_Source document_
'They All Were Giving Us A Lie': Shanquella Robinson's Sister Speaks Out

Shanquella Robinson’s sister, Tequila Long, said friends lied to her family about the details surrounding the 25-year-old’s death from the very beginning.

via: Essence

The last time Tequila Long saw her sister, Shanquella Robinson, was when Robinson visited her home on the night of October 27, 2022. Robinson was leaving the next day on a group trip with friends to San Jose Del Cabo, a tourist town in the south of Baja California Sur, Mexico.

“She actually came here to borrow a piece of luggage of mine to take on the trip,” Long shares with ESSENCE. “I thought she was going with the people she always traveled with, so it wasn’t any reason for me to have any ill feelings towards her going out of town. I just tell her to be safe.”

Soon after, Long learned that her sister died on the trip.

There were conflicting stories. Long heard that there had been a fight, but she trusted another account from a male friend who said Robinson died of alcohol poisoning.

_Exercise task_
Answer these questions from the article above about Shanquella Robinson's sister.
(a) On what night did Robinson last visit her sister's home?
(b) What did Robinson come to borrow?
(c) What cause of death did the male friend give, the one whose account Long trusted?

_Records supplied_
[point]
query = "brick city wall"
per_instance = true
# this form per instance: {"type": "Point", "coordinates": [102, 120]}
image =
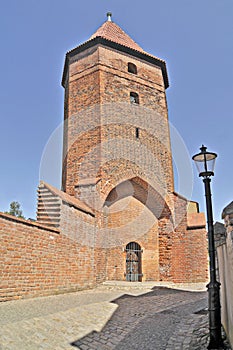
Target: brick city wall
{"type": "Point", "coordinates": [36, 260]}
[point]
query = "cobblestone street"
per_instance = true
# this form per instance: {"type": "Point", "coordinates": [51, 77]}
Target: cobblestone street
{"type": "Point", "coordinates": [121, 316]}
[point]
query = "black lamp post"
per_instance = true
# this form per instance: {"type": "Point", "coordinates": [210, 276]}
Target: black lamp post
{"type": "Point", "coordinates": [205, 164]}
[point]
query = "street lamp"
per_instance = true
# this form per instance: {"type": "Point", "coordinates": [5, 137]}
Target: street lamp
{"type": "Point", "coordinates": [205, 165]}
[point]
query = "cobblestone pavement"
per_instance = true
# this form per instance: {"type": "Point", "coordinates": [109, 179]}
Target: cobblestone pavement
{"type": "Point", "coordinates": [121, 316]}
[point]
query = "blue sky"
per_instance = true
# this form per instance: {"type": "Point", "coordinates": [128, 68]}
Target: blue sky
{"type": "Point", "coordinates": [195, 38]}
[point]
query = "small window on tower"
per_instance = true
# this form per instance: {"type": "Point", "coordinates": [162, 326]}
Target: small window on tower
{"type": "Point", "coordinates": [134, 98]}
{"type": "Point", "coordinates": [132, 68]}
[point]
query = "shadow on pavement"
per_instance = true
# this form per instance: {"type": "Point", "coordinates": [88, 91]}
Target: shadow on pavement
{"type": "Point", "coordinates": [146, 321]}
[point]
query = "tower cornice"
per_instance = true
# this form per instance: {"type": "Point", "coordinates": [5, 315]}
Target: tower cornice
{"type": "Point", "coordinates": [98, 40]}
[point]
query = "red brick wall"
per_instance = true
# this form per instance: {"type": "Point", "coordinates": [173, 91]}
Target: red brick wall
{"type": "Point", "coordinates": [98, 111]}
{"type": "Point", "coordinates": [38, 261]}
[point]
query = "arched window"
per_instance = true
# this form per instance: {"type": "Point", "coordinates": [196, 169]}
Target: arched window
{"type": "Point", "coordinates": [132, 68]}
{"type": "Point", "coordinates": [134, 98]}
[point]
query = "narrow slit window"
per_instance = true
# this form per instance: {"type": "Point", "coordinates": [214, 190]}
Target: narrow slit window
{"type": "Point", "coordinates": [132, 68]}
{"type": "Point", "coordinates": [134, 98]}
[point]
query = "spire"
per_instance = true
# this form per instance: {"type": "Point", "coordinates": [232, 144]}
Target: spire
{"type": "Point", "coordinates": [111, 31]}
{"type": "Point", "coordinates": [109, 16]}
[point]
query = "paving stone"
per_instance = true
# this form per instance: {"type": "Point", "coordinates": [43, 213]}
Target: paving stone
{"type": "Point", "coordinates": [109, 317]}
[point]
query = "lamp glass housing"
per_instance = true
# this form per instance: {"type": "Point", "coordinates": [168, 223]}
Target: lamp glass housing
{"type": "Point", "coordinates": [205, 162]}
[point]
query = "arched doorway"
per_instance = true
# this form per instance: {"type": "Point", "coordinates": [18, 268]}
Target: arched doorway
{"type": "Point", "coordinates": [133, 262]}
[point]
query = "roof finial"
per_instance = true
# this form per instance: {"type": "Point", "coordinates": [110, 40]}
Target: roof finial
{"type": "Point", "coordinates": [109, 15]}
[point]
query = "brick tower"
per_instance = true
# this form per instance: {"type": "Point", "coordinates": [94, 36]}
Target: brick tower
{"type": "Point", "coordinates": [117, 160]}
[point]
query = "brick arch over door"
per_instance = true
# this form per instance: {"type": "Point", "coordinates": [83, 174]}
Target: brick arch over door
{"type": "Point", "coordinates": [144, 193]}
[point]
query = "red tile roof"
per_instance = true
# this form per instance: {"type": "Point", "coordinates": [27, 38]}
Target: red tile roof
{"type": "Point", "coordinates": [111, 31]}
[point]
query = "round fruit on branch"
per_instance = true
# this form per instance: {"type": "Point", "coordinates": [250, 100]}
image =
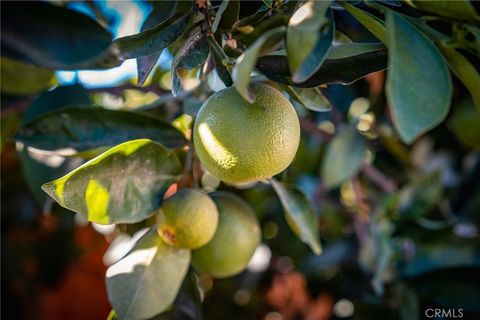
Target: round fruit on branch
{"type": "Point", "coordinates": [235, 241]}
{"type": "Point", "coordinates": [240, 142]}
{"type": "Point", "coordinates": [188, 219]}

_Final result_
(a) October 27, 2022
(b) A piece of luggage to take on the trip
(c) Alcohol poisoning